In the article below on Bradford's search for a new manager, how long was Mark Hughes in charge before he was sacked?

● **Page**:
▼
Hughes’s managerial career is likely over and Bradford are hunting for their 10th permanent manager in less than six years. “It’s easy to criticise in hindsight but nobody criticised any of the recent appointments at the time,” Parker says.

Interest in the vacancy is healthy, with the youngest chief executive in the EFL, Ryan Sparks, considering applications from managers in and out of work. Having tried experienced promotion winners in Derek Adams and Gary Bowyer, young managers such as Mark Trueman and a headline name in Hughes, the club is understood to be open about the kind of manager who comes next. It is understood Scott Brown and Neil Lennon are among those interested.

Mark Hughes was sacked as Bradford manager after 19 months in charge. Photograph: Robbie Stephenson/PA

Whoever inherits the seat being kept warm by the midfielder Kevin McDonald, who has won both his games in caretaker charge going into Saturday’s trip to AFC Wimbledon, takes on a job where promotion is the expectation and pressure is a guarantee. “The fans have got a right to feel like that because there’s 17,000 fans there,” McDonald says. “The pressure can eat you up if you get caught up in it.”
▲
● **Dataset section**:
▼
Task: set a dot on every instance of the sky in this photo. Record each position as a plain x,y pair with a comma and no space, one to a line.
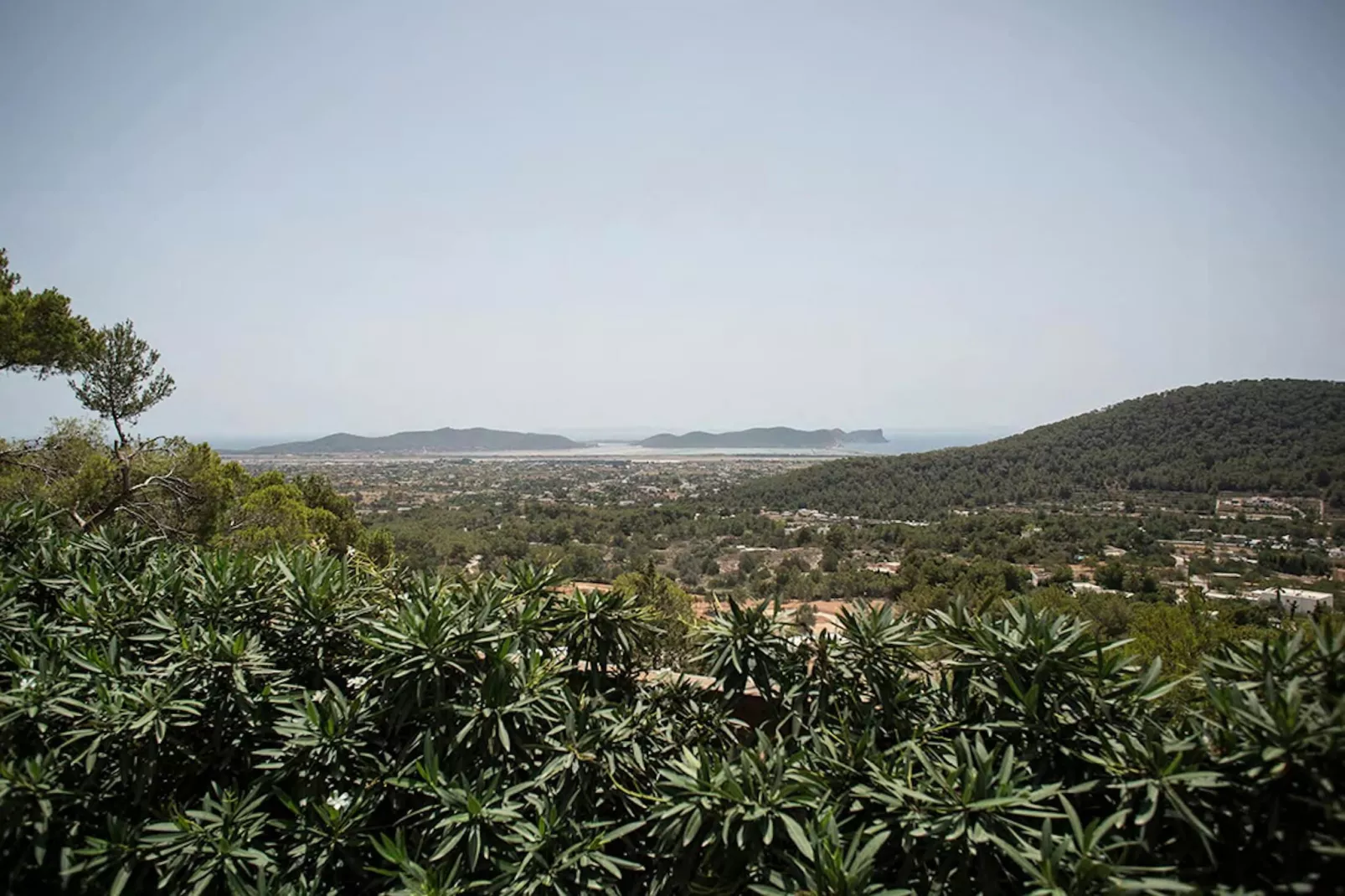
372,217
▲
● **The result**: 19 months